### Aufgabe
Gib die Einträge vom Anfang bis einschließlich der Zeile mit "[[1110, 426], [863, 653], [843, 270], [27, 595]]" vollständig wieder und addiere dabei -134 zu jeder Zahl, die in den Koordinaten der Antworten steht. Alle übrigen Zahlen bleiben unverändert.

### Eingabedaten
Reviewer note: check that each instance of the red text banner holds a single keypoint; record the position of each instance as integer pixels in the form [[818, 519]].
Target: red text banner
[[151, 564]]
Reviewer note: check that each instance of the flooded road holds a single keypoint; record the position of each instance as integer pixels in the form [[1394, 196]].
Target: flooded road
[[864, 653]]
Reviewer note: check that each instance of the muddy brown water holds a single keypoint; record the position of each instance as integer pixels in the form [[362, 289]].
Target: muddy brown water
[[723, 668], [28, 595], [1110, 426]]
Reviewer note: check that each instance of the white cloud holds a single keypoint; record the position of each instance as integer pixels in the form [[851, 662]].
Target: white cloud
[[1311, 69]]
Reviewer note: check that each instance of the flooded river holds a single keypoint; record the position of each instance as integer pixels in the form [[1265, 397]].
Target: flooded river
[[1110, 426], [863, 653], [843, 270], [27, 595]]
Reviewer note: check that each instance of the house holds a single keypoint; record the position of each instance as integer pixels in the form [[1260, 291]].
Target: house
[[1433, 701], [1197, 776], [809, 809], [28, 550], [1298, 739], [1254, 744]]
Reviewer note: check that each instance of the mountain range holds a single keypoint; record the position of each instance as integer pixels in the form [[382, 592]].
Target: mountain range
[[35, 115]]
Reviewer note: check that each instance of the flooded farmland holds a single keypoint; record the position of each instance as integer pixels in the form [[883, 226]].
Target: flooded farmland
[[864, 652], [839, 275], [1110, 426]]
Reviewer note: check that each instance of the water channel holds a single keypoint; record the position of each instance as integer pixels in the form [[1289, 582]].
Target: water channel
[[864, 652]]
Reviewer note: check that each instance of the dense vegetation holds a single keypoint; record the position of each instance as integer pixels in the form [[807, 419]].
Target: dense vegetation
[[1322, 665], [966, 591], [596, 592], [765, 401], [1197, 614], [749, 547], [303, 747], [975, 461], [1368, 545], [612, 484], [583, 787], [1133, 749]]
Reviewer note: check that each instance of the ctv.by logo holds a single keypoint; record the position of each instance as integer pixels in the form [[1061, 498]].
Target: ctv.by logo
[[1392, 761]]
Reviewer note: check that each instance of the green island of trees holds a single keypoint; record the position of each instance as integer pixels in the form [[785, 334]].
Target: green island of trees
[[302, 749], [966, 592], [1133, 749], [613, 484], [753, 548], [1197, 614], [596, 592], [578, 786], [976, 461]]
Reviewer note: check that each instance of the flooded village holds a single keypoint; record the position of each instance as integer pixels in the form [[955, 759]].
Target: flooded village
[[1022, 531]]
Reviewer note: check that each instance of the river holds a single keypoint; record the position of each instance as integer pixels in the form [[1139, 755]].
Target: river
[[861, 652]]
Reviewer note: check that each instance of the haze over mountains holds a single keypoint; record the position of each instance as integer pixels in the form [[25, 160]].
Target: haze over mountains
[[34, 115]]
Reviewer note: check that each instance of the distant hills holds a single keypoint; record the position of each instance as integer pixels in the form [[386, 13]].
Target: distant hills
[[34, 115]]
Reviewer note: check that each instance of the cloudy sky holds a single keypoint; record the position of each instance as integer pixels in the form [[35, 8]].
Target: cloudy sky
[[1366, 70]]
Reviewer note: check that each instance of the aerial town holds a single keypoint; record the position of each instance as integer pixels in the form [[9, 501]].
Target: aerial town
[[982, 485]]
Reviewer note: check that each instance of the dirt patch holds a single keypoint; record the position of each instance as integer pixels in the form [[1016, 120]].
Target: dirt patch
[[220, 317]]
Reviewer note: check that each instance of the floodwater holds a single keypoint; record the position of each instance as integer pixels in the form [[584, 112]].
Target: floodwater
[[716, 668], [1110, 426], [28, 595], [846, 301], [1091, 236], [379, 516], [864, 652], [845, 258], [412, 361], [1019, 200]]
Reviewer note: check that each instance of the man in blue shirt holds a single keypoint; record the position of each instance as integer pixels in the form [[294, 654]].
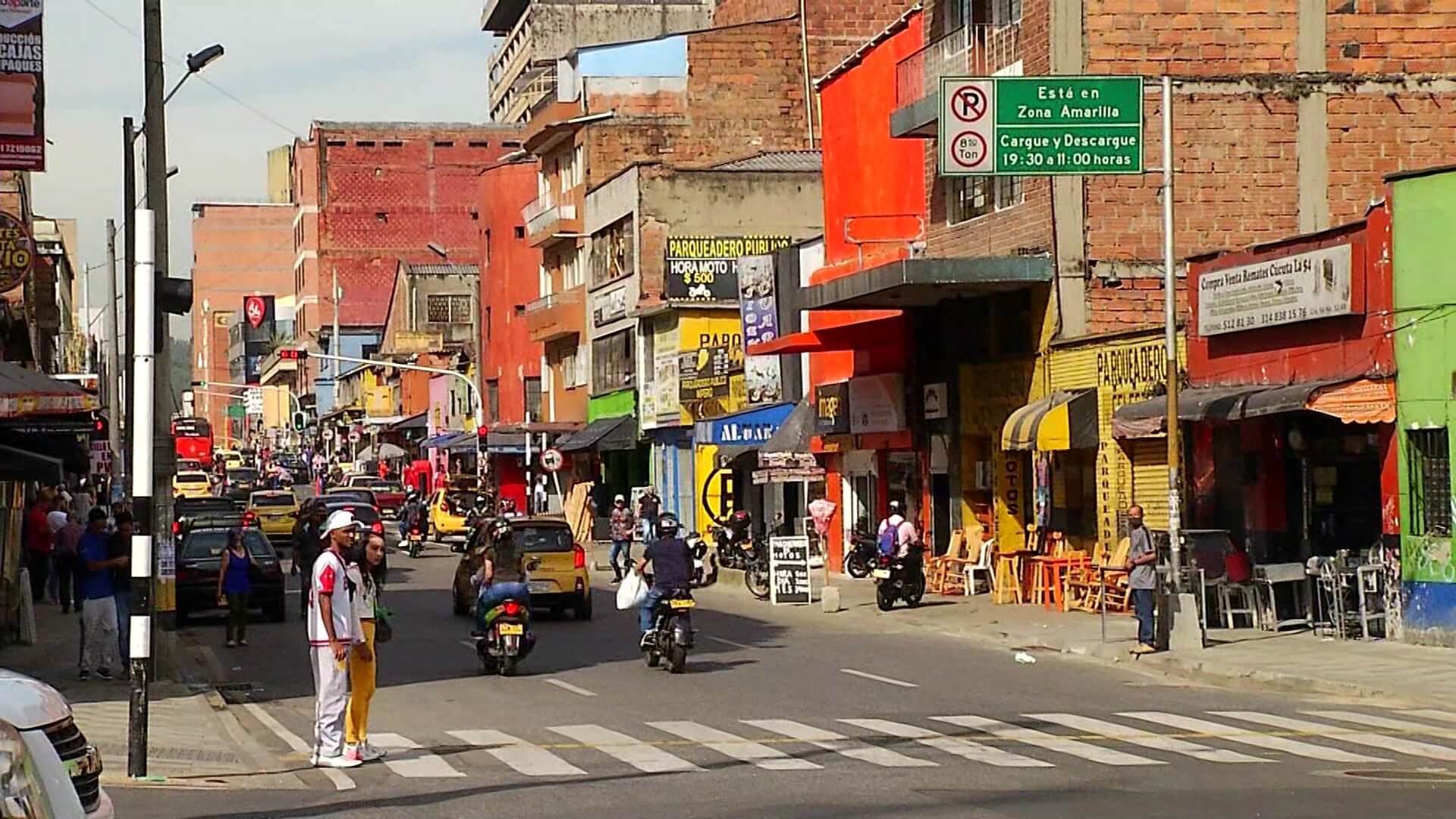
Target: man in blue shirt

### Lösung
Reviewer note: check that each instance of the red text banner holds a single keypoint; record the position of each instance as integer pixels in the form [[818, 519]].
Target: red text banner
[[17, 430]]
Reviewer note: check that each instance of the flooded road holds a single keypoint; record the position of each instance as integer pixels in the form [[1394, 196]].
Target: flooded road
[[730, 519]]
Reviewer note: check that each instance of the muddy brown water holds a single keypoint; record the position of each instance as integer pixels in the form [[362, 289]].
Target: muddy brown water
[[589, 534], [-106, 461], [976, 292]]
Reviewer note: check that each instance of the white cloud holds a single keypoint; record the position of each instance as integer pixels in the form [[851, 662]].
Target: white cloud
[[1177, -65]]
Reviewer note: check that each instance of the flooded river holds a single keypoint; record the position of each instance as integer pixels in the form [[1265, 397]].
Target: flooded river
[[976, 292], [729, 519], [709, 136], [-107, 461]]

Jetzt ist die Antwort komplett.